## Written problem:
Swap "with a dot" for "with a marker" throughout the data below, and return every line with nothing else changed.

## Material provided:
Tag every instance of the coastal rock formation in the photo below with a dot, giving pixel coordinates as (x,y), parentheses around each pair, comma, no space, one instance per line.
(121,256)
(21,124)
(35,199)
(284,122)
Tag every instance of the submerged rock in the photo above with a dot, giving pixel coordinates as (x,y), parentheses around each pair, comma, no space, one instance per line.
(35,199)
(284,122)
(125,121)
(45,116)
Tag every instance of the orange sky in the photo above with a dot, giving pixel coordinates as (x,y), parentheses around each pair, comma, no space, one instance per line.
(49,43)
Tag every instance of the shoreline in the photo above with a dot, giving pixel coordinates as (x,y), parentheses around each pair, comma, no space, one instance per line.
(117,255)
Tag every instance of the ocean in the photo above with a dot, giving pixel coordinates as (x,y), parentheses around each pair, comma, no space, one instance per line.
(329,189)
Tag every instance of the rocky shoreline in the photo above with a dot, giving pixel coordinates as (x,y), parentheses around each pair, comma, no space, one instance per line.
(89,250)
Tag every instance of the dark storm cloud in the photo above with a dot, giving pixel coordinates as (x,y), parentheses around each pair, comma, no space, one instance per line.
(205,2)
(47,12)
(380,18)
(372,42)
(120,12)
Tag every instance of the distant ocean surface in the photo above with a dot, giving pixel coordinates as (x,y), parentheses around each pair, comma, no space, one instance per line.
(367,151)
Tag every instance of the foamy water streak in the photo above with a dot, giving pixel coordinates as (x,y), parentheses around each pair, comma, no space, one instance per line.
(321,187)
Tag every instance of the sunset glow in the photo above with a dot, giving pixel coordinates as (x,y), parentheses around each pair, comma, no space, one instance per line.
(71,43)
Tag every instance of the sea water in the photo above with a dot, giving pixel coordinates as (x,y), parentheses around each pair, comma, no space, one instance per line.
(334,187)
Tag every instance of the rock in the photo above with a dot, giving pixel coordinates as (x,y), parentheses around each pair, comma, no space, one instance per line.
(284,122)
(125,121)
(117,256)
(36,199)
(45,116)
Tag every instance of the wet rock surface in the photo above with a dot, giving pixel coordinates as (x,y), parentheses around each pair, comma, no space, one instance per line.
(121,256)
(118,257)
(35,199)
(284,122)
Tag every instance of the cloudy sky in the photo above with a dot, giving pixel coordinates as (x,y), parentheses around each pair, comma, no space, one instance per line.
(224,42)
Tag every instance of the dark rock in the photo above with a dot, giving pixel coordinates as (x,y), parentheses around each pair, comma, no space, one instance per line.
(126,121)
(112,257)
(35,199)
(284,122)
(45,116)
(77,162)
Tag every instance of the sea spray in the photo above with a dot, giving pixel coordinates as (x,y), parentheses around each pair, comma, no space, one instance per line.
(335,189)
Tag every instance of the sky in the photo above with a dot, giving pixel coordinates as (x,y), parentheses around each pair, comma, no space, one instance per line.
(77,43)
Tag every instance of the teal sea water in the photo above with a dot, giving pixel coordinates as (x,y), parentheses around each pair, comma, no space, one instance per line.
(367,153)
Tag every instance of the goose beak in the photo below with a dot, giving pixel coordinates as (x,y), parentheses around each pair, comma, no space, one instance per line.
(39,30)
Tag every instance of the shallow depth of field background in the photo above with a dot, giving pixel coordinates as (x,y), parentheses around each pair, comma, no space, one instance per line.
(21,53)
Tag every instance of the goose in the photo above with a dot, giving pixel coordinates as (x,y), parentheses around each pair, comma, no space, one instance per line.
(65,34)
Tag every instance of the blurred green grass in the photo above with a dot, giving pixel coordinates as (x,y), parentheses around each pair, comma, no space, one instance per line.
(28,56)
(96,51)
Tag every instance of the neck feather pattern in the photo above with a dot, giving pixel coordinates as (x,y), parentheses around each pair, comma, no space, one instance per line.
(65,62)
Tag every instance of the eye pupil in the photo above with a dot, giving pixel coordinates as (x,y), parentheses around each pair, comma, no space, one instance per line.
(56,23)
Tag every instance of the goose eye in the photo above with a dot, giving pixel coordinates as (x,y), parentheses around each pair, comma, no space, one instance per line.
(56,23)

## Output of the task:
Tag every instance of the coastal rock formation in the photo below with a marker, giving pixel coordinates as (x,y), parentheses around each pair, comma, no space, one instance per line.
(121,256)
(21,124)
(35,199)
(284,122)
Tag every instance of the submerged rock in the photo above with a marker, giving pixel coordinates as (x,y), parentheses around each pair, comma, no space, one instance per line.
(35,199)
(284,122)
(125,121)
(45,116)
Tag every instance of the orange sky in the photo above with a marker, giving pixel coordinates as (x,y), parentheses around each pair, comma, no space, one instance per line.
(49,43)
Tag every instance of the shoreline in the photo above with a marker, giving pixel coordinates as (x,y), parentheses around each pair, comma, no space, one instance per line.
(117,255)
Tag every instance of the ocean in the photo above with a marker, giving pixel coordinates as (x,y), parentheses around each pair, comma, no space, one instance per line.
(329,189)
Tag every instance of the rocky shoreline in the photo above with a marker, giving pixel coordinates as (x,y), parentheses around each pair, comma, no space, one instance per line.
(89,250)
Tag every instance of the dark storm cloud in the photo above with a marker, giving pixel coordinates as (x,y), parentheses around each pair, comma, no space, one instance per line.
(205,2)
(47,12)
(380,18)
(372,42)
(120,12)
Tag every instance of the distant ocean surface in the photo above with a marker, giving pixel coordinates as (x,y), parentheses around each pair, comma, no space, one instance per line.
(367,151)
Tag every instance of the foamy water streak in the photo above with a marker, giving pixel coordinates as (x,y), parentheses around each pair, comma, no space, one instance per line.
(321,187)
Tag every instance of the sunset glow in the photo above with a marker, giving pixel coordinates as (x,y), parentheses around each pair, comma, no space, one instance per line.
(71,43)
Tag every instance of the sea water in the photo above with a marker, giving pixel coordinates as (x,y), parentheses around each pair, comma, no space, one instance per line.
(334,187)
Tag every instance of the rock in the photo above with a marker, giving pixel coordinates as (x,y), parentheses around each pair, comma, no space, one instance per line.
(284,122)
(125,121)
(117,256)
(36,199)
(45,116)
Tag every instance of the wet rock surface in the photo above with a marker, giving pixel coordinates as (x,y), parentheses around each pair, comma, no space, one instance per line.
(121,256)
(118,257)
(35,199)
(284,122)
Tag every instance of the cloudy sky in the photo above with a marker, giving pixel coordinates as (x,y), parentheses around each pair, comma, no space, one instance per line.
(224,42)
Tag every instance of the dark rock in the photo above with a marker, giving pixel coordinates as (x,y), parentheses around each pair, comma, no space, one instance per line.
(126,121)
(112,257)
(35,199)
(284,122)
(45,116)
(77,162)
Tag every instance of the sea spray in the photo above with a marker, giving pixel coordinates as (x,y), parentheses around each pair, comma, no space, one instance per line.
(335,189)
Tag every instance of the sky in the photo above with a marker, giving pixel coordinates as (x,y), parentheses around each pair, comma, no space, one instance per line.
(77,43)
Tag every instance of the teal sea water in the photo above with a marker, giving pixel coordinates as (x,y), parentheses around each pair, comma, no space, one instance per line.
(367,153)
Tag every instance of the goose beak in the photo below with a marker, giving pixel coordinates as (x,y), parentheses around each pair, comma, no space, one instance per line.
(39,30)
Tag every instance of the shallow depth of field background in the photo above with a marker, giving pixel coordinates as (x,y), parentheses around each pair, comma, no space, one instance per line.
(21,53)
Tag every instance of the goose in the photo above with a marker, giving pixel coordinates as (x,y), parentheses around each pair, comma, no space, one instance per line.
(65,34)
Tag every instance of the blurred green grass in the photo above with a marker, giving pixel coordinates as (x,y), parentheses around each pair, comma, no space, one instance per line.
(28,56)
(96,51)
Tag every instance of the neck feather pattern in the photo above with a marker, giving pixel coordinates as (x,y), parentheses around each pair, comma, no space, one instance per line.
(65,62)
Tag every instance of the eye pupil in the photo above with a marker, giving pixel coordinates as (x,y), parentheses around each pair, comma, no space, one instance per line.
(56,23)
Tag every instance of the goose eye in the photo above with a marker, giving pixel coordinates as (x,y), parentheses around each pair, comma, no space, one instance per line.
(56,23)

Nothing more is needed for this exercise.